(Stored data entries)
--- START ---
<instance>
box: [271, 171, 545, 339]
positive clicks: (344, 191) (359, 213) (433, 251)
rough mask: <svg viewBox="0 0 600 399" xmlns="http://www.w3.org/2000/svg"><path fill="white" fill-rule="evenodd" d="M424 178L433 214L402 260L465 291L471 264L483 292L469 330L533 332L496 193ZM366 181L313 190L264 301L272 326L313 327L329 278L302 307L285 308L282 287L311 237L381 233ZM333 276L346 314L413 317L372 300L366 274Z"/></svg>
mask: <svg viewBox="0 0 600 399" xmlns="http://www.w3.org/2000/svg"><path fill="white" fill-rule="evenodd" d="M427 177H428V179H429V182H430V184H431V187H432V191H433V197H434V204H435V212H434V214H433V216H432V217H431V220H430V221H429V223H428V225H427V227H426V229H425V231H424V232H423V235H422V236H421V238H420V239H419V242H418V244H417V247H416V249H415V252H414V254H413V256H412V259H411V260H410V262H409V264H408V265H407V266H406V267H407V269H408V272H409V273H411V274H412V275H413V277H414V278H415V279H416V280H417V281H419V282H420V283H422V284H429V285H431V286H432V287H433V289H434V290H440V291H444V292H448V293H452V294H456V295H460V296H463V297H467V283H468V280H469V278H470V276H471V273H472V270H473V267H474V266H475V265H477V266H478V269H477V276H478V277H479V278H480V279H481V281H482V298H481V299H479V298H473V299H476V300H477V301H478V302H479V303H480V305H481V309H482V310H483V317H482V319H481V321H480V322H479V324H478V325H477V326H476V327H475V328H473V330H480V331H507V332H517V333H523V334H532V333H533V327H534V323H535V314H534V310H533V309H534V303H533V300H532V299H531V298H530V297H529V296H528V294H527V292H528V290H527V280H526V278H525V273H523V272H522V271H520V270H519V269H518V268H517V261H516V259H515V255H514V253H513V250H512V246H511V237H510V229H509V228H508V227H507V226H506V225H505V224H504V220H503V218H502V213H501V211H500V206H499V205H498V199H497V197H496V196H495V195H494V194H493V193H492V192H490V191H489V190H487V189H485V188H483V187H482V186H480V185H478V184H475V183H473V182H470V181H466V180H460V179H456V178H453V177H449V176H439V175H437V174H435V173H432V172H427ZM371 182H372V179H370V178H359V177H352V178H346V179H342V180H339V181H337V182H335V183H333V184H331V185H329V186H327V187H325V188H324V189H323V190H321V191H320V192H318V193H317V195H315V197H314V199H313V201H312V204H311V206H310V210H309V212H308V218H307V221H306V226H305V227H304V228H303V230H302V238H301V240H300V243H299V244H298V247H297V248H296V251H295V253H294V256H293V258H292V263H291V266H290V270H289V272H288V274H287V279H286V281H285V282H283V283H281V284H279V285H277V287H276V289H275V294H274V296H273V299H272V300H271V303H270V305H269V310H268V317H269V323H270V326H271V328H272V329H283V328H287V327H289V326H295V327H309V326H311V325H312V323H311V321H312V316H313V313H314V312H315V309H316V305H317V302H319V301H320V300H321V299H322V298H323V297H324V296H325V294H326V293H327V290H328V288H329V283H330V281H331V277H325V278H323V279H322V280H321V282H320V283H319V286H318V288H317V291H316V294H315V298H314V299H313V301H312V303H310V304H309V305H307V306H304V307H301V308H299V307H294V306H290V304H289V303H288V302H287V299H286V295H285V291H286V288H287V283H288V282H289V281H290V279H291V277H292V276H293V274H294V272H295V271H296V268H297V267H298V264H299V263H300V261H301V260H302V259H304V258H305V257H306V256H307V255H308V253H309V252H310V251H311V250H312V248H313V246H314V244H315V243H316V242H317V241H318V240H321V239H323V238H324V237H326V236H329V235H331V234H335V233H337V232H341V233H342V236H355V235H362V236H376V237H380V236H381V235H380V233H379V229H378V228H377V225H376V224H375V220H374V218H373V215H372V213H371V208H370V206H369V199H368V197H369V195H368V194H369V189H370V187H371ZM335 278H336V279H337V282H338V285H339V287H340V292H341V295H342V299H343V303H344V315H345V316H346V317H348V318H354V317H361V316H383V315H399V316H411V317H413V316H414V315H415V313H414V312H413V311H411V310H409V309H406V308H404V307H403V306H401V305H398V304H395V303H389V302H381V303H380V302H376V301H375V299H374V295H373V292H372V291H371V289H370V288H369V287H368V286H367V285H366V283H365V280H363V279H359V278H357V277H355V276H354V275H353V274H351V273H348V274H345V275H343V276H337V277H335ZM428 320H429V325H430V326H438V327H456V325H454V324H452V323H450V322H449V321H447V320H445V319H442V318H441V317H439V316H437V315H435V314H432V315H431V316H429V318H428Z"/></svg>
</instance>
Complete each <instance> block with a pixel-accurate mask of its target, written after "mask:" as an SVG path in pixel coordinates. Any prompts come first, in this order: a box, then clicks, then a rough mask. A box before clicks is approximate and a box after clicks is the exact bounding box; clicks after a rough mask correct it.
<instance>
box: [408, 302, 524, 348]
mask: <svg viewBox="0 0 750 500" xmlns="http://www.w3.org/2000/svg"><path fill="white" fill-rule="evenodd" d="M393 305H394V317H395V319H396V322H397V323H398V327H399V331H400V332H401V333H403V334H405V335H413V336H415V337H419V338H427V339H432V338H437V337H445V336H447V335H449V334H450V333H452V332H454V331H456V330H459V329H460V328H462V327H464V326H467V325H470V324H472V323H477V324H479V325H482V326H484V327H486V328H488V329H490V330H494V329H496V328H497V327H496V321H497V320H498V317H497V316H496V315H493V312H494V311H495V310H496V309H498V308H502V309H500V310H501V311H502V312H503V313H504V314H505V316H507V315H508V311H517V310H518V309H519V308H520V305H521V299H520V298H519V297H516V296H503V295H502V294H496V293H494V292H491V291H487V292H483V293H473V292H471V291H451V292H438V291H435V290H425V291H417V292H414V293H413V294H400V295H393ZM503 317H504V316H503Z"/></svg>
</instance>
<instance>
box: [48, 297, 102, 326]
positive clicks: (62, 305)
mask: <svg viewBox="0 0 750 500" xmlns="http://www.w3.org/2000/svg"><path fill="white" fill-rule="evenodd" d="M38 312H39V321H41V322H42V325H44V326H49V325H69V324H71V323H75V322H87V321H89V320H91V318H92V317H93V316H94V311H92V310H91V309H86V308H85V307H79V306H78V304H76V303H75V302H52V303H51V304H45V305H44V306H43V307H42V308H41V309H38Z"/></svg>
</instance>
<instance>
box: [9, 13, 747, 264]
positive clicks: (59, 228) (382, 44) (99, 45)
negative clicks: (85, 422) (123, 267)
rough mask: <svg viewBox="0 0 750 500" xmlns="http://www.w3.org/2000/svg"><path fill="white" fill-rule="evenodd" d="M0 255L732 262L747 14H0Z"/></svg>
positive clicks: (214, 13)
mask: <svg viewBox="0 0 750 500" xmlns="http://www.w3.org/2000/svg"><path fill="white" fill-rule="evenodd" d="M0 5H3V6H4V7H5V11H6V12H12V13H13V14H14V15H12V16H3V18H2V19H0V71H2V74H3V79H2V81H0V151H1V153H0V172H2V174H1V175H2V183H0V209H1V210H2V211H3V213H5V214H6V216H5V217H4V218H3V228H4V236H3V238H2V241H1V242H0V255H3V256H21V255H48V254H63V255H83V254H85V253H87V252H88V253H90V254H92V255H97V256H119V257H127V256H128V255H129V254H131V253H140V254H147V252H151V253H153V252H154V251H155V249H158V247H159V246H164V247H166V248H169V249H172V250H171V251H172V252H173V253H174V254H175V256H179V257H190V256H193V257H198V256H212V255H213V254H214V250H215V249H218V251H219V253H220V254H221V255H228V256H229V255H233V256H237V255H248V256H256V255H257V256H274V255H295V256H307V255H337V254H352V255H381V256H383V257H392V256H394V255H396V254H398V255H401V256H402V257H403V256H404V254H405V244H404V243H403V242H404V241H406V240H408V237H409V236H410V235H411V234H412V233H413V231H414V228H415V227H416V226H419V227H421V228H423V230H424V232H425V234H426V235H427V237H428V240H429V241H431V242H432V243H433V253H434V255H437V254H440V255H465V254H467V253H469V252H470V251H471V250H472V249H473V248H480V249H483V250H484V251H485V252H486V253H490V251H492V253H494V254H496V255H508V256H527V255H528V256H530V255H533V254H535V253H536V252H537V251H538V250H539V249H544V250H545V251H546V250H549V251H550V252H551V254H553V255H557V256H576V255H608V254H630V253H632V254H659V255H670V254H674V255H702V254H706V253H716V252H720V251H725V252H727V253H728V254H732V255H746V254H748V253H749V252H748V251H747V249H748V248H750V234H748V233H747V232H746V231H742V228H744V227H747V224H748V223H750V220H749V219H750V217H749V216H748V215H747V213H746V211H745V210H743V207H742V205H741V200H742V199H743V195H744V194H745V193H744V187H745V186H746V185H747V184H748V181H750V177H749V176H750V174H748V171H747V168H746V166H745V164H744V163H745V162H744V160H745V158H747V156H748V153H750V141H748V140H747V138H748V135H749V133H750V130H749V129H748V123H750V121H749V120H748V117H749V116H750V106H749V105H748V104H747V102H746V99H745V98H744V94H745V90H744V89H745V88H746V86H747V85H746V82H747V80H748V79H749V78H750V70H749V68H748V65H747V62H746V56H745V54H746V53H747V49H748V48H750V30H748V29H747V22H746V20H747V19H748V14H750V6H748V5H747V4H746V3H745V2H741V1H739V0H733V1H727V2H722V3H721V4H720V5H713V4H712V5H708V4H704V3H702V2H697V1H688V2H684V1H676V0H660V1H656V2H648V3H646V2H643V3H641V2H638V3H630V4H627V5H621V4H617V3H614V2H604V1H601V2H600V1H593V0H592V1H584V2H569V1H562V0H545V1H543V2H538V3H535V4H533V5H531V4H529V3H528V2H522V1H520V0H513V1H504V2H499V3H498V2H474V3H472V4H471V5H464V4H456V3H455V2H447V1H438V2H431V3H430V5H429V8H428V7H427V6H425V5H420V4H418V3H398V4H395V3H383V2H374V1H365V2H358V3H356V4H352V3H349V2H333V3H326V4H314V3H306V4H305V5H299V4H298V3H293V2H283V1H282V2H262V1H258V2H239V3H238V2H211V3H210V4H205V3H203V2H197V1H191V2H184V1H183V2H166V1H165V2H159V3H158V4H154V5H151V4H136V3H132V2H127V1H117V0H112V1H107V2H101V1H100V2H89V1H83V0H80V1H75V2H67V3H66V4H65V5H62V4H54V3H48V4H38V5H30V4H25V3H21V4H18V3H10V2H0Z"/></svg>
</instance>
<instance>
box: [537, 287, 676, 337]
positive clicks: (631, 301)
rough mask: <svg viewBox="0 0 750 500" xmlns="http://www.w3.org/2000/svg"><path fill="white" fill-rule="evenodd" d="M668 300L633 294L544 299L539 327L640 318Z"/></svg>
--- END ---
Going back to the entries above, set down exactly the lines that begin at the one with "box: [271, 171, 545, 339]" and end at the one with "positive clicks: (344, 191)", both included, and nothing else.

box: [271, 171, 545, 339]
positive clicks: (344, 191) (359, 213) (433, 251)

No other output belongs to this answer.